[Reading text]
LLMs are useful for maintaining a personal or team knowledge base, but only when the boundaries are explicit.
Without boundaries, the knowledge base turns into a blended layer of raw source, interpretation, outdated memory, and generated prose. It may look organized while becoming harder to trust.
The failure mode is subtle. The notes get cleaner while the system gets less reliable.
Separate source from synthesis
I like to keep three layers separate:
- Raw source material: emails, exports, meeting notes, documents, transcripts.
- Working wiki: synthesized notes that are useful for daily work.
- Public garden: selected notes rewritten for outside readers.
Each layer has a different job. Raw source should preserve evidence. The working wiki should support action. The public garden should communicate ideas without leaking private context.
The layers also have different permissions:
- sources should be append-only or read-only,
- wiki pages can be rewritten when supported by evidence,
- public notes should be opt-in and deliberately sanitized.
[/Reading text]
[Record extracts]
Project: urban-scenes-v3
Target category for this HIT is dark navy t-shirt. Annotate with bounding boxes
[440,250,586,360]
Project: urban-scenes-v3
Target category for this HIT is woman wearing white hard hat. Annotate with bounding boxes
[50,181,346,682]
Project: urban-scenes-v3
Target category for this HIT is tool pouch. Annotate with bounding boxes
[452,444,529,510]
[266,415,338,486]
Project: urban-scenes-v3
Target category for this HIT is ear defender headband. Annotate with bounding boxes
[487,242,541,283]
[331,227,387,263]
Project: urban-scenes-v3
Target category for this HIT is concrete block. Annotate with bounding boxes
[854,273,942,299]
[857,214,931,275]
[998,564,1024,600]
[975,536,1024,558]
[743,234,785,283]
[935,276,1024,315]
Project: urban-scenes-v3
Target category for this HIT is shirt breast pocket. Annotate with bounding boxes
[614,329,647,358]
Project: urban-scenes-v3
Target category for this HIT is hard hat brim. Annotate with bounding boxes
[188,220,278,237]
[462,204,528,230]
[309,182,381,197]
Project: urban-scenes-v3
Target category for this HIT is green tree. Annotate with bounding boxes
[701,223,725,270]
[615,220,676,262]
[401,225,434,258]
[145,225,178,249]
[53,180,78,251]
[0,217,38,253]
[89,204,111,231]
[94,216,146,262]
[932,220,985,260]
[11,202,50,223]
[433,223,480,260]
[/Record extracts]
- _Exercise goal_
From the text on knowledge-base boundaries, return the passage between "Without boundaries, the" and "notes, documents, transcripts.", inclusive. The records can be set aside, since nothing here draws on them.

- _Exercise output_
Without boundaries, the knowledge base turns into a blended layer of raw source, interpretation, outdated memory, and generated prose. It may look organized while becoming harder to trust.
The failure mode is subtle. The notes get cleaner while the system gets less reliable.
Separate source from synthesis
I like to keep three layers separate:
- Raw source material: emails, exports, meeting notes, documents, transcripts.